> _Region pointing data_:
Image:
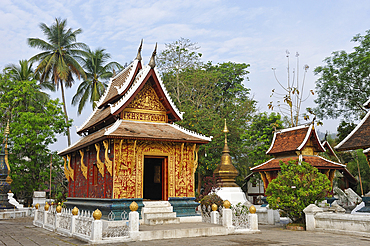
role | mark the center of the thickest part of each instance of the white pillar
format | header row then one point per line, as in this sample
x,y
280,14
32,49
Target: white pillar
x,y
73,224
253,221
45,218
134,225
214,217
310,212
97,230
227,217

> _Problem statement_: An exact copy of the records above is required, leaving out the pictures.

> _Response to the task_:
Image:
role | mark the center of the thickest part of each instance of the white pillar
format | header row then one point per line, as in this sample
x,y
280,14
32,49
Target: white pillar
x,y
73,224
253,221
45,218
134,225
214,217
310,212
97,230
227,217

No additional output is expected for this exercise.